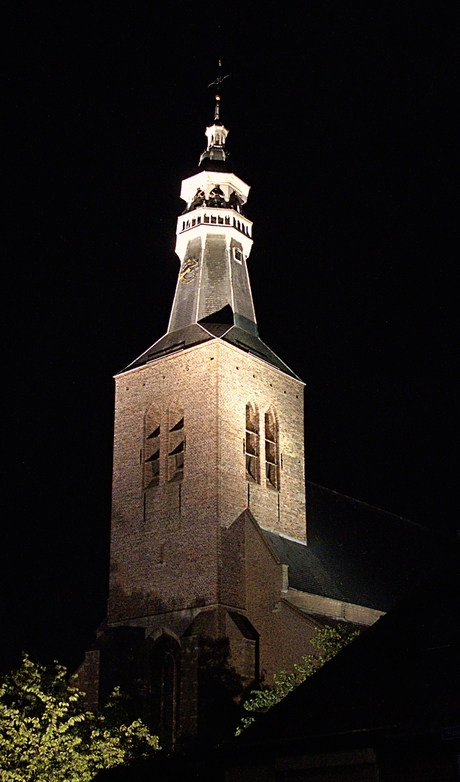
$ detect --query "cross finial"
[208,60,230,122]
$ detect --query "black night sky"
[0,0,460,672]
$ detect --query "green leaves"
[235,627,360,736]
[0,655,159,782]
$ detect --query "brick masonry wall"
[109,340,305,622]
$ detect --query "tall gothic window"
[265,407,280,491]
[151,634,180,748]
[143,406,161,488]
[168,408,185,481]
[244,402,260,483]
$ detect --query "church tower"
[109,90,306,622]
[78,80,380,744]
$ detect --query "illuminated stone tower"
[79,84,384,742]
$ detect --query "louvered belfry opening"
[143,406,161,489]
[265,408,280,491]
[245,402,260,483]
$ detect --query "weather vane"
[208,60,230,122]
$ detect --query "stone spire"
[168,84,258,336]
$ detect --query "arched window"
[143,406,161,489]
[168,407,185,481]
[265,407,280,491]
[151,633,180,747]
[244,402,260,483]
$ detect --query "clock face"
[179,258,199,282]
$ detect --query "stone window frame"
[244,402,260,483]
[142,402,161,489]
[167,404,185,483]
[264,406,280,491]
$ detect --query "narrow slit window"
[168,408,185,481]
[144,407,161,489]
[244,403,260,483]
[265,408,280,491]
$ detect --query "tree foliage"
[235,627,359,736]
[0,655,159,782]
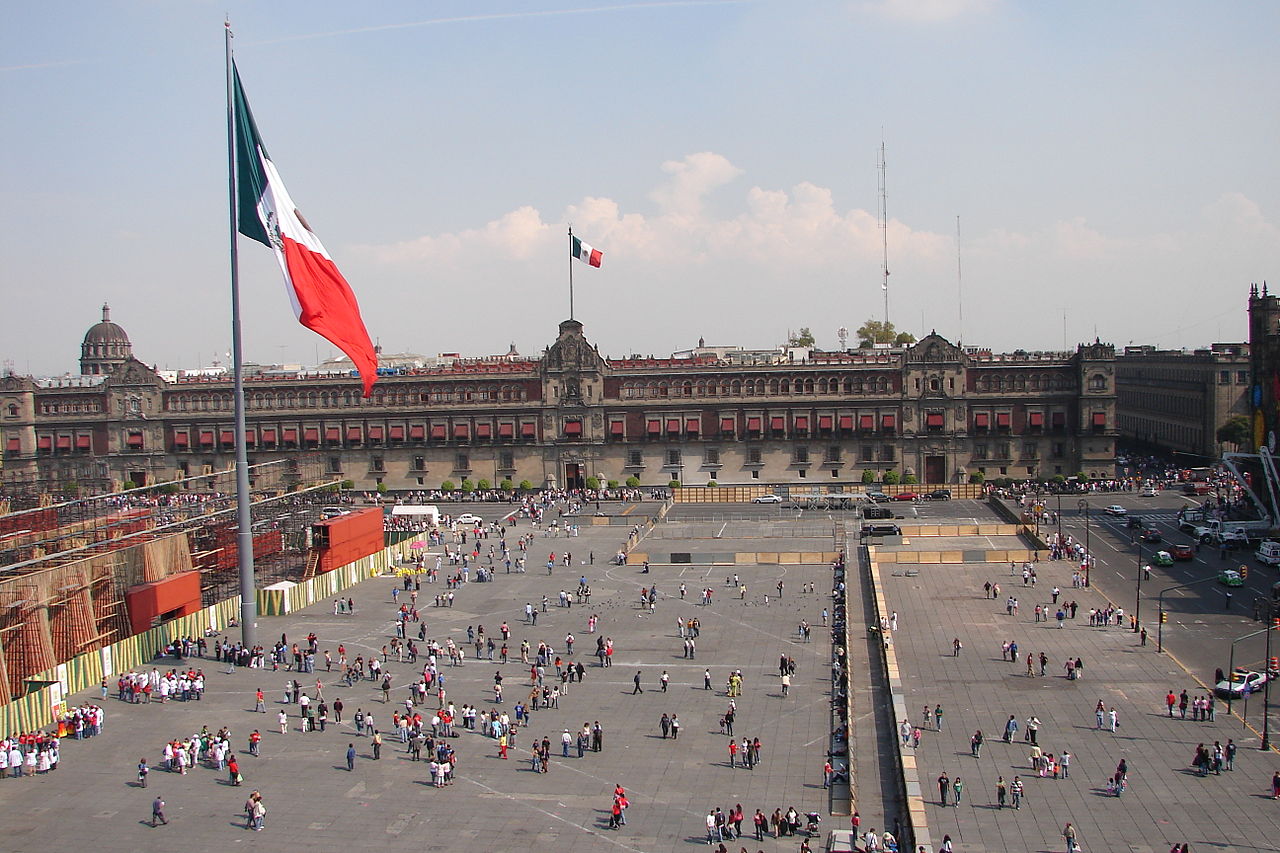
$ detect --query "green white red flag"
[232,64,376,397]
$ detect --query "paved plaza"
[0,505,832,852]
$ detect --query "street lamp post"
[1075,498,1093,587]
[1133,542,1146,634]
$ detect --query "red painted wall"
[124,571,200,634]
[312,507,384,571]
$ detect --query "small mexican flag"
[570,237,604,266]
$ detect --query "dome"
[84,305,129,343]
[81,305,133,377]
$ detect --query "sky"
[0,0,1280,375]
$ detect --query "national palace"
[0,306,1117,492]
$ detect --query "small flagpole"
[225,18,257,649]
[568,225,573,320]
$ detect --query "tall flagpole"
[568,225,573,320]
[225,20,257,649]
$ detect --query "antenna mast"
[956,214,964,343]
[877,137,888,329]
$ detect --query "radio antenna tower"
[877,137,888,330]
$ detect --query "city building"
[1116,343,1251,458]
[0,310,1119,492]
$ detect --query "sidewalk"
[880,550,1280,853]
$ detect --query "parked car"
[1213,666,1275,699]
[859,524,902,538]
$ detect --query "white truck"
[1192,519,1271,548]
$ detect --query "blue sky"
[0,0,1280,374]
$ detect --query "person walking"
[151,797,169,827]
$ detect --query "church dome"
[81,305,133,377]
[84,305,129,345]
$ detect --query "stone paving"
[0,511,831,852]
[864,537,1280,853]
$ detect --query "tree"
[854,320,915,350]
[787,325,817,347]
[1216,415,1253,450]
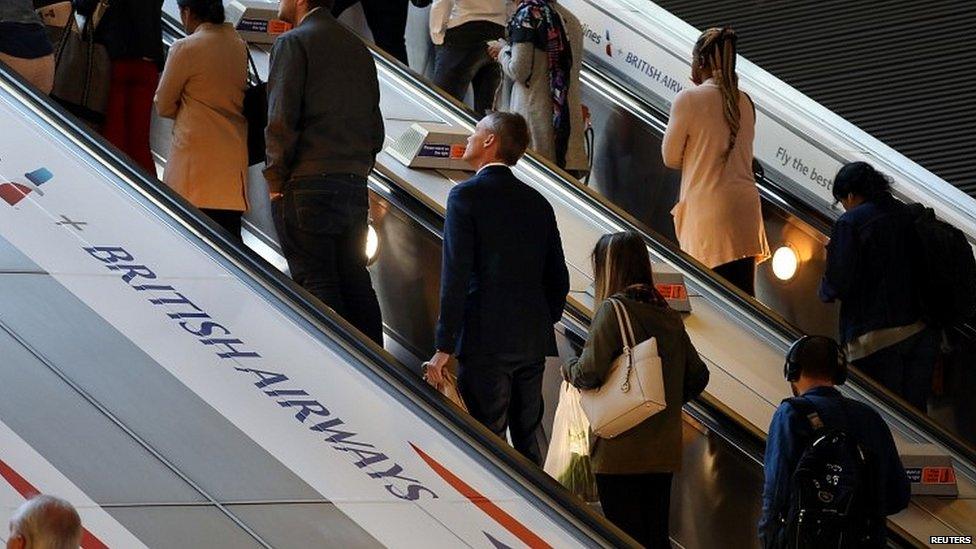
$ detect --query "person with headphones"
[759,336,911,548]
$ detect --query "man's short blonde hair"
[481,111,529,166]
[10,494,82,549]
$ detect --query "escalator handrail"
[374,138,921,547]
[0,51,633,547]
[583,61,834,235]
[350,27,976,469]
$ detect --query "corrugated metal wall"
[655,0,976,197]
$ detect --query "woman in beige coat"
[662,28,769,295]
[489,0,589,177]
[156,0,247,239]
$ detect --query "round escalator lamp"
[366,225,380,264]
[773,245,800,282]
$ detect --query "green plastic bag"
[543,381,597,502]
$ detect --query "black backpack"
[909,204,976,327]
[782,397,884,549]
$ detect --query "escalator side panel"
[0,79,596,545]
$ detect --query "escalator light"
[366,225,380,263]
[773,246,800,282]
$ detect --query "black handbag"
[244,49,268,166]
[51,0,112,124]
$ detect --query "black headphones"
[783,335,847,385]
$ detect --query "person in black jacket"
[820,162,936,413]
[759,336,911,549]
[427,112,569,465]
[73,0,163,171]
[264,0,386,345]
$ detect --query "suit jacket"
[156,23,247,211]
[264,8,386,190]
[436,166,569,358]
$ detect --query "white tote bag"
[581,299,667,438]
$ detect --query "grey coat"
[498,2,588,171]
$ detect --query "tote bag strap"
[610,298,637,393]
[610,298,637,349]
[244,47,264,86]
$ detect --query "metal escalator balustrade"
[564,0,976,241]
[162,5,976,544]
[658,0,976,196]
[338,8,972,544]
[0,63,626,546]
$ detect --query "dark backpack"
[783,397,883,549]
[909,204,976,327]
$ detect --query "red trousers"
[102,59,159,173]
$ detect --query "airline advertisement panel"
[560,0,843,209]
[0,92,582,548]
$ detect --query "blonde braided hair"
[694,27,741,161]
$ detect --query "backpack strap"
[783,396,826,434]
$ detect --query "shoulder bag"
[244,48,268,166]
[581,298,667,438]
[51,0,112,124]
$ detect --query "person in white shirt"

——

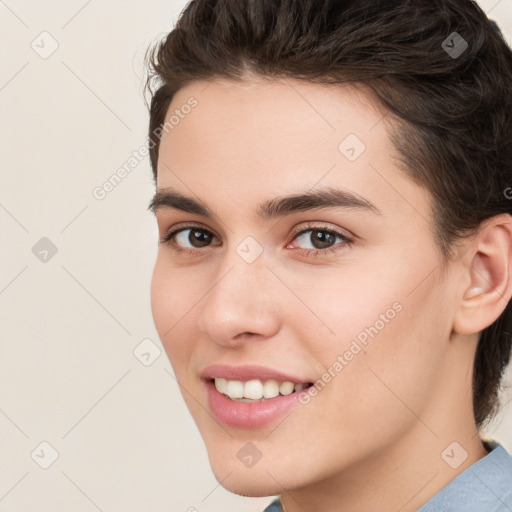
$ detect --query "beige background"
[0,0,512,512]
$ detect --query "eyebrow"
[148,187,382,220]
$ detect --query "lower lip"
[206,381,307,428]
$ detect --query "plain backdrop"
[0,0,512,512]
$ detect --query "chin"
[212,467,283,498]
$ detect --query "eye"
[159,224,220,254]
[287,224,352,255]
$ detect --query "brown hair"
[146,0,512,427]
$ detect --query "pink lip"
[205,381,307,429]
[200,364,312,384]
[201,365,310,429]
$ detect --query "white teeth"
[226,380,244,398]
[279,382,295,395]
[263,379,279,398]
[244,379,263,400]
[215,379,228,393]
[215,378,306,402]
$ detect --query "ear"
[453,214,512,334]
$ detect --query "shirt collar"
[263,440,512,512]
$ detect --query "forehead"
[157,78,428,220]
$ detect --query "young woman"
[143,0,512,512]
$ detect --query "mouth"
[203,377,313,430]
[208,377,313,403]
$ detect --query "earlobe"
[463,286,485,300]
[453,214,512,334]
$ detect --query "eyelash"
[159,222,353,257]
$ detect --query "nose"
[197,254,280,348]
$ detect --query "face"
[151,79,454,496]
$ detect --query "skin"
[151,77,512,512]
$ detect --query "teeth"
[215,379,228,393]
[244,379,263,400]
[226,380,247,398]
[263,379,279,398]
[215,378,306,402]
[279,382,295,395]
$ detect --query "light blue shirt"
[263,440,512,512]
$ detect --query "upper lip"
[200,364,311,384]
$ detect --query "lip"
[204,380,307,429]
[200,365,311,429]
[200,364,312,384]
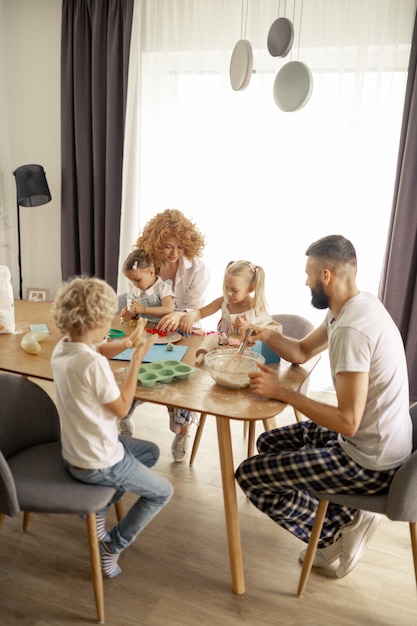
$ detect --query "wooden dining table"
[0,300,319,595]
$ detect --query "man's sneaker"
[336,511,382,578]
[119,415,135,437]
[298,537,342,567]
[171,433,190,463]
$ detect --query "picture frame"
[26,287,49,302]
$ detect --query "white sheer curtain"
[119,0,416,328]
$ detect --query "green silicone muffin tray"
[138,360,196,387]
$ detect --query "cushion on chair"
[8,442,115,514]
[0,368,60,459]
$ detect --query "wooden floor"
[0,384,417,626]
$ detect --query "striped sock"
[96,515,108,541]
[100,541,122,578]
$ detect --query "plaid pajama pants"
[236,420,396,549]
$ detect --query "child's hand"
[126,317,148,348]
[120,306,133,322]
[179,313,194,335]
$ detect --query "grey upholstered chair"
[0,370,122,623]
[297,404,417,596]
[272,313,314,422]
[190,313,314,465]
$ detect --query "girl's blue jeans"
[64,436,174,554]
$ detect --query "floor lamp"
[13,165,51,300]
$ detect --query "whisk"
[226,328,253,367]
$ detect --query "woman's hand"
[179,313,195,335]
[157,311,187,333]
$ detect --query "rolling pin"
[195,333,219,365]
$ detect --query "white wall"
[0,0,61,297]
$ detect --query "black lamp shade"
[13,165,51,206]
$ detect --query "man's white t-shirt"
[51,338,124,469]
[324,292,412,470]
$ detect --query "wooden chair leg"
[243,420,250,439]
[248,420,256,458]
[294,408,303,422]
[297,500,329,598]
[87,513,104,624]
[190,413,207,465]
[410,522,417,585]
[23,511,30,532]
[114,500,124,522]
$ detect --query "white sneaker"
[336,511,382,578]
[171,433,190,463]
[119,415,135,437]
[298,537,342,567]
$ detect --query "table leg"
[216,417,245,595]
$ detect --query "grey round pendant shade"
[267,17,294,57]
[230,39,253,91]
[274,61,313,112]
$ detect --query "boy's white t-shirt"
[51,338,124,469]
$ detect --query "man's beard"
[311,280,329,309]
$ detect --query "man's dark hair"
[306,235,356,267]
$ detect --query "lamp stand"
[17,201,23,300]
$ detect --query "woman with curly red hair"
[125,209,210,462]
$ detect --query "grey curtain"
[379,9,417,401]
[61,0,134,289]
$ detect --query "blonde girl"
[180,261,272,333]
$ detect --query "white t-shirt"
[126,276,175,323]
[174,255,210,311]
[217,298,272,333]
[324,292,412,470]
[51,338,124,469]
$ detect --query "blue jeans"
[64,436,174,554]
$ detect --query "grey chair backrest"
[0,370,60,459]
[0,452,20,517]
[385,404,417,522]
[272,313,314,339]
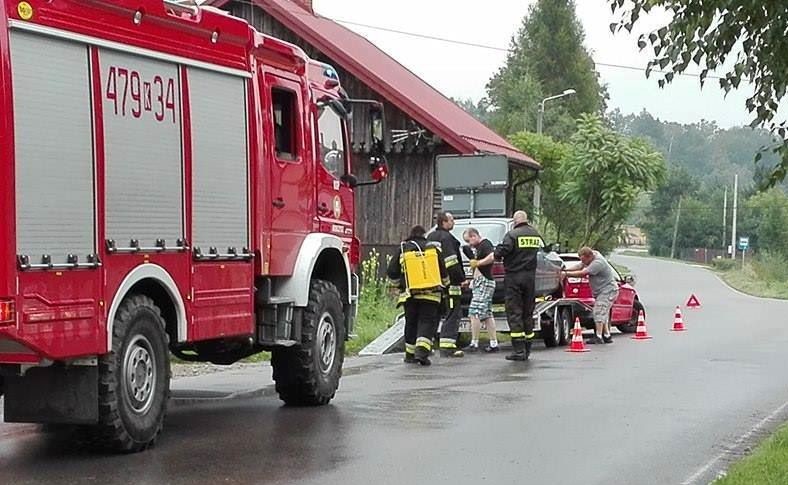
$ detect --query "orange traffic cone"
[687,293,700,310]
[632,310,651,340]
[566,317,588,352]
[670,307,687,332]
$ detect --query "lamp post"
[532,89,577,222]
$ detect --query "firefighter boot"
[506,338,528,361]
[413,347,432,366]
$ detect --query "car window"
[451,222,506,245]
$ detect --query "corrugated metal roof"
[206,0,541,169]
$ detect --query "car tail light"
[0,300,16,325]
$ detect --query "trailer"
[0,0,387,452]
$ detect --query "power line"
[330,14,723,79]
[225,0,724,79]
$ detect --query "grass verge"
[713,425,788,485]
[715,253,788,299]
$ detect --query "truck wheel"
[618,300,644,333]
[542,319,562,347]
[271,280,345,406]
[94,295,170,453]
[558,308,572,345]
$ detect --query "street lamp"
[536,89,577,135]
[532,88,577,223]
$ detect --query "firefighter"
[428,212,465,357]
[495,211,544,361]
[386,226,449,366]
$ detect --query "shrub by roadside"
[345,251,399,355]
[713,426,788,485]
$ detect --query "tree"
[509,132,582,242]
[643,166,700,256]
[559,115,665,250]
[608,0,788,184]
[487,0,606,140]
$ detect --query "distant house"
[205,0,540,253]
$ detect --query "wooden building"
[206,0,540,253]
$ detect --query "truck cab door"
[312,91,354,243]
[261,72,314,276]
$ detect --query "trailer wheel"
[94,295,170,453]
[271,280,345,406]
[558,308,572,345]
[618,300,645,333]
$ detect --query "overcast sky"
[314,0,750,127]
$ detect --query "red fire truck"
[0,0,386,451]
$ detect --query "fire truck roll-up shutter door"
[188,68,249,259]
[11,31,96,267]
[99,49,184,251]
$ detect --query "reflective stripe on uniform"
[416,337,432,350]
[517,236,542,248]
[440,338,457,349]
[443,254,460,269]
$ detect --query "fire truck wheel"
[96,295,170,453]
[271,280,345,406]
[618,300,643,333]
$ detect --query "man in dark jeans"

——

*To be done*
Determine how many lines in the items above contain the word "frame", and state only that number.

*Response*
2